Exercise task »
Only those lines running from the line that contains "Query: green foliage" through the end of the material are to be written out, each exactly as shown.

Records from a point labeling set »
■ ■ ■ ■
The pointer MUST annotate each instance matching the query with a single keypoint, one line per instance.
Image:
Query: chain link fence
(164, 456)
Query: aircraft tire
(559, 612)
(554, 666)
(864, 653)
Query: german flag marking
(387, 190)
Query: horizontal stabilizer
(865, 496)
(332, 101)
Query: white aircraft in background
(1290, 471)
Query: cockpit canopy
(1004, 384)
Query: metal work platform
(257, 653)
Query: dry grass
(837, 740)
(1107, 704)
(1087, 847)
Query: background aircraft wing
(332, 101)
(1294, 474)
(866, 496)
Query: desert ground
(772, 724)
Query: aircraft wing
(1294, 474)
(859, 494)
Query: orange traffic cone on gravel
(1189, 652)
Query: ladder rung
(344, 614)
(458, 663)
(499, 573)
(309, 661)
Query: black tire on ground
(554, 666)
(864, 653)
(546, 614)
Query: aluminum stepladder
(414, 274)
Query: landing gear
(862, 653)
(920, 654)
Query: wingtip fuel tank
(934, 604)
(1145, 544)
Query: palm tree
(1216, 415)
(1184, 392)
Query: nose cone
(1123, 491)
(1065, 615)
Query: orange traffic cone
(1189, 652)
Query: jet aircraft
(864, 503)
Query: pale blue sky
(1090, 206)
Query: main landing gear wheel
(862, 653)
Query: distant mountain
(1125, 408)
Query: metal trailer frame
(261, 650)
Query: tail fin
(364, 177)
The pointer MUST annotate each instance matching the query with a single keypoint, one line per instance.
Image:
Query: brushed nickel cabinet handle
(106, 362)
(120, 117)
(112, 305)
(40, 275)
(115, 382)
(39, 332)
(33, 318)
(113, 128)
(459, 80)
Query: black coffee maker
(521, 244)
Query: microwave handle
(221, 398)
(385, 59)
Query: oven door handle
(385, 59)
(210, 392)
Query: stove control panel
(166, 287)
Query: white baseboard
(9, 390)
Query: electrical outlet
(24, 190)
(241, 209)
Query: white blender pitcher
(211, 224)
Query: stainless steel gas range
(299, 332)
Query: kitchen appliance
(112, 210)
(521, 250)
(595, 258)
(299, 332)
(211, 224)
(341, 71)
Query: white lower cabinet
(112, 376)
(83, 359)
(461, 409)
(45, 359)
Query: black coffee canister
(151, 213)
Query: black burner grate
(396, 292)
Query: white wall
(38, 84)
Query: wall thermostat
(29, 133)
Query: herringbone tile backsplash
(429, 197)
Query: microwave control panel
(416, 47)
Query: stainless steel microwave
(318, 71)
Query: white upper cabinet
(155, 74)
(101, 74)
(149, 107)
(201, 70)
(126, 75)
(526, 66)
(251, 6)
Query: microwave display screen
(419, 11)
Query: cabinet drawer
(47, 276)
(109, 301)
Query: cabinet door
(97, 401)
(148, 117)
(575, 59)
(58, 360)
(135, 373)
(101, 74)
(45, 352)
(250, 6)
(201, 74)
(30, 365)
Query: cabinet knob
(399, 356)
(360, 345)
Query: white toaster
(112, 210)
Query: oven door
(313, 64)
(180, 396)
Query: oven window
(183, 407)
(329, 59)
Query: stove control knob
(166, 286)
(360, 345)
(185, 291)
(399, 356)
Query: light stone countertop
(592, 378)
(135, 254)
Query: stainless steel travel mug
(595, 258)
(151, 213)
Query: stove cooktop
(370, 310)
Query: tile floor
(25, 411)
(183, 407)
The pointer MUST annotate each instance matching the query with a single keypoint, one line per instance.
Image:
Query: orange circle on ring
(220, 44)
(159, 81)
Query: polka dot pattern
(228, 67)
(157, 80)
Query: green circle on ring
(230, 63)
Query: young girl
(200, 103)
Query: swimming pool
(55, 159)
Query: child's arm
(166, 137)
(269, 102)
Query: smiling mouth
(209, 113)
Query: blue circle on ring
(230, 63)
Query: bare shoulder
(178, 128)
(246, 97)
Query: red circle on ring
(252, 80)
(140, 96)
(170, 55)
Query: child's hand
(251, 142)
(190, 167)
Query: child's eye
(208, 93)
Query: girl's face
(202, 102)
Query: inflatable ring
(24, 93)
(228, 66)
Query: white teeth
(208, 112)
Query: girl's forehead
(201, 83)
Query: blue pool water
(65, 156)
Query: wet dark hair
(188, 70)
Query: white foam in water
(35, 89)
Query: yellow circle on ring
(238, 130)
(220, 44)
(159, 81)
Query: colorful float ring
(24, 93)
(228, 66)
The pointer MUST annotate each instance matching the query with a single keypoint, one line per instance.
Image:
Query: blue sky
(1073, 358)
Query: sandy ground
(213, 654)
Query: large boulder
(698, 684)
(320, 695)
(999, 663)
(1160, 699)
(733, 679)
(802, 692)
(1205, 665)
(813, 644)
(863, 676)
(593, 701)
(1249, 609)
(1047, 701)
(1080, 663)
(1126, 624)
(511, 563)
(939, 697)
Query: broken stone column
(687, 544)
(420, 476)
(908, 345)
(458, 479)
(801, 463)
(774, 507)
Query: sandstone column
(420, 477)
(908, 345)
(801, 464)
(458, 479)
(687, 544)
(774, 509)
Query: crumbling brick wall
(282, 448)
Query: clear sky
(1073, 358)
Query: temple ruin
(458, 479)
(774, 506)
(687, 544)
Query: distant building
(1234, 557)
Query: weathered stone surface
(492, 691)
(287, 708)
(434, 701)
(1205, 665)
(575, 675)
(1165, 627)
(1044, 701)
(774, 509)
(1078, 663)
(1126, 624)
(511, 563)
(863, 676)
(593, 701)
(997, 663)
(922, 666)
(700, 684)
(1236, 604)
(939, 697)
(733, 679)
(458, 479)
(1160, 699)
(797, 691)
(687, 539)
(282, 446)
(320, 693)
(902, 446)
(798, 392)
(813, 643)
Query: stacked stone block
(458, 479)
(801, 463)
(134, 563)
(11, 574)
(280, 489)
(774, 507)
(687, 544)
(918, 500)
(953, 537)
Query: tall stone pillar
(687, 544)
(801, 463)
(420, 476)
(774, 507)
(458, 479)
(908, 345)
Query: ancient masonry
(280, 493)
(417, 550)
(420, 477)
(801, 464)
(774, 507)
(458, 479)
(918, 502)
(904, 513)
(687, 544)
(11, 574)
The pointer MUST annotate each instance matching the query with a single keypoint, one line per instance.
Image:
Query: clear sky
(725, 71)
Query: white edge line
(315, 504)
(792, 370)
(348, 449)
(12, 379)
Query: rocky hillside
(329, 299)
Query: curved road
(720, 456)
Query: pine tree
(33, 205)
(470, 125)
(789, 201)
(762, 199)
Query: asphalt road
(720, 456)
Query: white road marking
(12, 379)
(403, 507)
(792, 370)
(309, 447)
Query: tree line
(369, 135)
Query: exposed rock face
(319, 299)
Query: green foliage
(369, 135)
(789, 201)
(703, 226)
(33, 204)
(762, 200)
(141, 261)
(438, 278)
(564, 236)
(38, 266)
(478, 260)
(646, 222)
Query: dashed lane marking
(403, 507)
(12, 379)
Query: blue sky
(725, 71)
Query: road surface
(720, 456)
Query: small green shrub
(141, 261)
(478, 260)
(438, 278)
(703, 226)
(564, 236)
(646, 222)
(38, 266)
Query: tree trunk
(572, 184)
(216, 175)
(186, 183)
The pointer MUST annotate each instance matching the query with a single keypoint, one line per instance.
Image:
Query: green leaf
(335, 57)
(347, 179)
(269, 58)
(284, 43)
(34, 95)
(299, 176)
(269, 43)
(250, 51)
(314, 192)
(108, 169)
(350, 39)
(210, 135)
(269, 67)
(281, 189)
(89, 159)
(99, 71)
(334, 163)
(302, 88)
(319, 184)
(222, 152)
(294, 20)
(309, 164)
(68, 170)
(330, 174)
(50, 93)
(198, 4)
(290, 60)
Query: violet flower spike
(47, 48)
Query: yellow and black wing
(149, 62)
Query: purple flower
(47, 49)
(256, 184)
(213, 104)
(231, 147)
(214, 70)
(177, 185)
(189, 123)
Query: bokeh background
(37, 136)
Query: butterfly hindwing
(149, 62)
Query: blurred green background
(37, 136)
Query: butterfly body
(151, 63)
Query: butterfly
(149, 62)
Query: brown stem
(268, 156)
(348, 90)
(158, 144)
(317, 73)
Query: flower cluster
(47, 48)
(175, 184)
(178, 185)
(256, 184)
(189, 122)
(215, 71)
■ ■ ■ ■
Task response »
Query: green foliage
(369, 135)
(789, 201)
(703, 226)
(33, 204)
(762, 200)
(141, 261)
(438, 278)
(564, 236)
(38, 266)
(478, 260)
(646, 222)
Query: dashed lane marking
(403, 507)
(12, 379)
Query: blue sky
(725, 71)
Query: road surface
(720, 456)
Query: small green shrub
(141, 261)
(478, 260)
(438, 278)
(703, 226)
(564, 236)
(646, 222)
(38, 266)
Query: tree trunk
(572, 184)
(216, 175)
(186, 183)
The pointer MUST annotate each instance matching the query with a single keypoint, one line per instance.
Image:
Query: green leaf
(335, 57)
(347, 179)
(269, 58)
(284, 43)
(34, 95)
(299, 176)
(269, 43)
(250, 51)
(314, 192)
(108, 169)
(350, 39)
(210, 135)
(269, 67)
(281, 189)
(89, 159)
(99, 71)
(334, 163)
(302, 88)
(319, 184)
(222, 152)
(294, 20)
(309, 164)
(68, 170)
(330, 174)
(50, 93)
(198, 4)
(290, 60)
Query: violet flower spike
(47, 48)
Query: yellow and black wing
(149, 62)
Query: purple flower
(47, 49)
(256, 184)
(213, 104)
(231, 147)
(214, 70)
(177, 185)
(189, 123)
Query: bokeh background
(37, 136)
Query: butterfly hindwing
(149, 62)
Query: blurred green background
(37, 136)
Query: butterfly body
(151, 63)
Query: butterfly
(149, 62)
Query: brown stem
(268, 156)
(348, 90)
(158, 144)
(317, 73)
Query: flower cluster
(47, 48)
(175, 184)
(178, 185)
(256, 184)
(189, 122)
(215, 71)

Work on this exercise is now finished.